[Dataset entries]
========================================================================

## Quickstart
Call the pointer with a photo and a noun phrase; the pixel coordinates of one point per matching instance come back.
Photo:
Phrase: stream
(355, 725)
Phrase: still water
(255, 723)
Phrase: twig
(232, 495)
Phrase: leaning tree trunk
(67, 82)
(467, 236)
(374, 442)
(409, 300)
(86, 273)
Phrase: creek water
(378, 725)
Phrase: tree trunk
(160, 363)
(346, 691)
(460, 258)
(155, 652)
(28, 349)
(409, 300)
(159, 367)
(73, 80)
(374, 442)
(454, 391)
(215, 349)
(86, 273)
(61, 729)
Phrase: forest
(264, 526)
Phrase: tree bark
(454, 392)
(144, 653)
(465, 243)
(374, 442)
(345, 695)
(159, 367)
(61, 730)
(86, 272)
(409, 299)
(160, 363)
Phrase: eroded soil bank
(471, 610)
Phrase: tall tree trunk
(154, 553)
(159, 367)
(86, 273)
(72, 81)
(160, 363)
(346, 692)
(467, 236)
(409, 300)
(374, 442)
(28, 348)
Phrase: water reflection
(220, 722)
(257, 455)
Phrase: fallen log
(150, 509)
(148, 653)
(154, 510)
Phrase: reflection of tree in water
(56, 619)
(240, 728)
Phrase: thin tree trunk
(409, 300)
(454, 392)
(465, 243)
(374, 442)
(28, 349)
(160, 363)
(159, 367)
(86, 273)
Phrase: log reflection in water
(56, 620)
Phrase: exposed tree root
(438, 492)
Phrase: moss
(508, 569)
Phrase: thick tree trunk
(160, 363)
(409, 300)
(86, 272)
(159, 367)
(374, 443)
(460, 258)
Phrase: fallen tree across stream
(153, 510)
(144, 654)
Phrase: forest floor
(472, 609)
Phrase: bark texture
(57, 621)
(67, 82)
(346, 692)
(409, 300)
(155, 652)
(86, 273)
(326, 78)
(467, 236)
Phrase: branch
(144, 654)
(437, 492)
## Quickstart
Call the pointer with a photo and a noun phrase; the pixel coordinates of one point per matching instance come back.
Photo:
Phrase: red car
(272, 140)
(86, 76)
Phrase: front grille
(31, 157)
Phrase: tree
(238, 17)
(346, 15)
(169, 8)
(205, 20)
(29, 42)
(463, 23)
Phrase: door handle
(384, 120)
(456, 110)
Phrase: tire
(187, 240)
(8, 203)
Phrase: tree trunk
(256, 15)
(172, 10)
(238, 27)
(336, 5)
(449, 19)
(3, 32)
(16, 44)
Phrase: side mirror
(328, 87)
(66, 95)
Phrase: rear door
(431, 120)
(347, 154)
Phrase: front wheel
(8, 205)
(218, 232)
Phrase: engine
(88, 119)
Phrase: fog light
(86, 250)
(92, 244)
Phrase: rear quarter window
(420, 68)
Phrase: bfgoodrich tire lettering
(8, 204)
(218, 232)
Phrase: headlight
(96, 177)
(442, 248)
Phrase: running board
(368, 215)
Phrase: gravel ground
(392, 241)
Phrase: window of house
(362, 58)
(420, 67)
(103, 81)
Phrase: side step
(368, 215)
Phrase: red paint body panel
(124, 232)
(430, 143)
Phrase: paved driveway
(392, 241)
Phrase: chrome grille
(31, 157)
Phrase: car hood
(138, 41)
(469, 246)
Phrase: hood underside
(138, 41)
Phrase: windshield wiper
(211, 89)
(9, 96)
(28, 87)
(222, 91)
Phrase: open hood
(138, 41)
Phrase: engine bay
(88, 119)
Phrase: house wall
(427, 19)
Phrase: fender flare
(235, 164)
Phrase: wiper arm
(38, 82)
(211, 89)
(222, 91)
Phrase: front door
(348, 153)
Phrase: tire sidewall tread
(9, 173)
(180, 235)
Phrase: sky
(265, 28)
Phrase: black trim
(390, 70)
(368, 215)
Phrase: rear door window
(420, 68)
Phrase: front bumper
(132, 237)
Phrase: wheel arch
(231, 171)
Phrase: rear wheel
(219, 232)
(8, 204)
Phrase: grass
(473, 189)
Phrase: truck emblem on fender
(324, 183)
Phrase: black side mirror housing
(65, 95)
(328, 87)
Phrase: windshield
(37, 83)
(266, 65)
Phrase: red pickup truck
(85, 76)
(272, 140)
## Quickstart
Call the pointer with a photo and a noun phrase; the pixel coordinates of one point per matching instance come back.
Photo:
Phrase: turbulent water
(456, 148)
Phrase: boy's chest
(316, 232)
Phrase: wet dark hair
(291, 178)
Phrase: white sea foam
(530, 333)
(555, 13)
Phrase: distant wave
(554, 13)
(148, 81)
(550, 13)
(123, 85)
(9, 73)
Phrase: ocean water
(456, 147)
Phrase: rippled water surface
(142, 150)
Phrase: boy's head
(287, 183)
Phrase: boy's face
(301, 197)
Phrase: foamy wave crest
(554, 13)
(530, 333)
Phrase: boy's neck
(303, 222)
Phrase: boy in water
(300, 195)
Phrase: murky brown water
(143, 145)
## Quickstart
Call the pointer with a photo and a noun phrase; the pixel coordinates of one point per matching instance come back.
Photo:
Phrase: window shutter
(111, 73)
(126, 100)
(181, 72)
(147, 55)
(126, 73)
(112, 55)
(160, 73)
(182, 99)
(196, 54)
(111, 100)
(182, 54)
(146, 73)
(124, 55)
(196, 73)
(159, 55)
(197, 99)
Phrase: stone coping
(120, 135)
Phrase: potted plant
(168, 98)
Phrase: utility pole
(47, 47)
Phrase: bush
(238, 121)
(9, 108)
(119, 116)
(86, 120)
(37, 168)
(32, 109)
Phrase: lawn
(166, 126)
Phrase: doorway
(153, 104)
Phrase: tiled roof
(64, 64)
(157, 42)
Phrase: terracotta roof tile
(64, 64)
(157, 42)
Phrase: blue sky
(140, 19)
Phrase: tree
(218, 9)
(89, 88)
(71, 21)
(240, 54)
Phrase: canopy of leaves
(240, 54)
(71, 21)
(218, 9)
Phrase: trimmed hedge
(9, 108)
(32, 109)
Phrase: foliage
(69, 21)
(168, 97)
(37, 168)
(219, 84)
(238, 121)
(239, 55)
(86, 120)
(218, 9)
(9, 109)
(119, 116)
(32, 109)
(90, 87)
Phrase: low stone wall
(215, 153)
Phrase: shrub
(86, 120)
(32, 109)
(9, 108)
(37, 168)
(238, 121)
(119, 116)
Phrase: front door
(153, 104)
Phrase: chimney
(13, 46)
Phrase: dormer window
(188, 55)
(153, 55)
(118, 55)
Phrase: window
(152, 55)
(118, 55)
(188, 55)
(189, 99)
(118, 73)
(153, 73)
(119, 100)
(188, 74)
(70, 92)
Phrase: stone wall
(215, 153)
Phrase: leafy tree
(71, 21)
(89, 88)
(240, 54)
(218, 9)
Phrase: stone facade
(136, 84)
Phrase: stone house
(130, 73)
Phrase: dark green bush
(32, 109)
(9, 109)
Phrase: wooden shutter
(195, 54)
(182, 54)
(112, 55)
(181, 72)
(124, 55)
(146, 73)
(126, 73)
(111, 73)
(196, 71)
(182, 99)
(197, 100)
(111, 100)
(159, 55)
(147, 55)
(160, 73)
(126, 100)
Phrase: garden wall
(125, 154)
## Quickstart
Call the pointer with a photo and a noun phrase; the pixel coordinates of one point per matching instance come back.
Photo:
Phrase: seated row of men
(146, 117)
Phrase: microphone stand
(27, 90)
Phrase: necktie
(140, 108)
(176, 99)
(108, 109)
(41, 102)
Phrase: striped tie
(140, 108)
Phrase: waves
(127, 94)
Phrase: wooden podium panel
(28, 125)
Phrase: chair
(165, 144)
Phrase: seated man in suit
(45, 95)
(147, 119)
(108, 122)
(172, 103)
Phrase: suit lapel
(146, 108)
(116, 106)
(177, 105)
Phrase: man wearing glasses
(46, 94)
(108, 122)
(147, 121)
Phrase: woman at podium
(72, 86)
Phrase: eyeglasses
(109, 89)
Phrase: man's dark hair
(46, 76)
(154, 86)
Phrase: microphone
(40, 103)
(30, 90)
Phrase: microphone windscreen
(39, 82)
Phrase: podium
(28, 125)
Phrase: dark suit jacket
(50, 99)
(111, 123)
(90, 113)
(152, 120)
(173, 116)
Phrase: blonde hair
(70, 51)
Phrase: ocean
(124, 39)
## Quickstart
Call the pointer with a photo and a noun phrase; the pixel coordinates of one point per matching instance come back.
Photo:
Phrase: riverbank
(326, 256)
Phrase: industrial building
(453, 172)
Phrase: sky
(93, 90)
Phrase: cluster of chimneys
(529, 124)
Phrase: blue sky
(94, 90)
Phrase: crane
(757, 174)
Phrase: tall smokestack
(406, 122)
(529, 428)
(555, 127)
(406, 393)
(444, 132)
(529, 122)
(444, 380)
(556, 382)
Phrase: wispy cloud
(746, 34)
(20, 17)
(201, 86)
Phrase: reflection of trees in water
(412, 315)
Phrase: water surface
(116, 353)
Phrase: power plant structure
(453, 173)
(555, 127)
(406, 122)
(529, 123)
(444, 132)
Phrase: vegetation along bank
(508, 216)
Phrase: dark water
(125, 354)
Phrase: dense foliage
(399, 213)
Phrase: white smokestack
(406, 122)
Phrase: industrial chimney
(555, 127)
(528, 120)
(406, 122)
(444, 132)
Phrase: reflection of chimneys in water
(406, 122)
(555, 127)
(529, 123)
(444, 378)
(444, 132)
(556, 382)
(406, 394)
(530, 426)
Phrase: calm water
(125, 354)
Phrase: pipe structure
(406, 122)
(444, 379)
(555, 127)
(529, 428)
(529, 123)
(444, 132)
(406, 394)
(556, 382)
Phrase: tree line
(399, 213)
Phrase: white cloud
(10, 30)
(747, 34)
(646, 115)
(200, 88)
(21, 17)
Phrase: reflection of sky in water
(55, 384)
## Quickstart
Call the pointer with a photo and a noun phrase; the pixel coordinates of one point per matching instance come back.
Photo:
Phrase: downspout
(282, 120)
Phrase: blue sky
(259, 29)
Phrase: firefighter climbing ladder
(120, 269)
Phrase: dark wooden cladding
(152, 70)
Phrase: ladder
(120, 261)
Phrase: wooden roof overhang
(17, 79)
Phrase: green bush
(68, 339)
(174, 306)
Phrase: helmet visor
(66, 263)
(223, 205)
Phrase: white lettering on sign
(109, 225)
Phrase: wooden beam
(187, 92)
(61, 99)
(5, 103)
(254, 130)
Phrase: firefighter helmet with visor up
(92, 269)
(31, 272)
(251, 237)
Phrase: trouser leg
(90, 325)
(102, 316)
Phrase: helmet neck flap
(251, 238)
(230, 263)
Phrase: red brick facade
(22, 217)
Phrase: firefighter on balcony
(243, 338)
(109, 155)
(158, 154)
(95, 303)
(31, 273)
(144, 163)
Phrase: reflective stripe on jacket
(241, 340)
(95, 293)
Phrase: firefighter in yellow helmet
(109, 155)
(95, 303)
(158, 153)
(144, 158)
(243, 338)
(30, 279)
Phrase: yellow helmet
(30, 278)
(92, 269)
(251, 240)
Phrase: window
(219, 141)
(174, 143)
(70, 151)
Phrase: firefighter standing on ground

========================================================================

## EXERCISE DIRECTIONS
Give again, word for word, every line from the one holding "Phrase: red brick facade" to the end of the data.

## THE COMPLETED TASK
Phrase: red brick facade
(22, 217)
Phrase: firefighter on balcony
(243, 338)
(109, 155)
(158, 154)
(95, 303)
(31, 273)
(144, 163)
Phrase: reflective stripe on jacket
(241, 340)
(95, 293)
Phrase: firefighter in yellow helmet
(109, 155)
(95, 303)
(158, 153)
(144, 158)
(243, 338)
(30, 279)
Phrase: yellow helmet
(30, 278)
(92, 269)
(251, 240)
Phrase: window
(219, 141)
(174, 143)
(70, 151)
Phrase: firefighter standing on ground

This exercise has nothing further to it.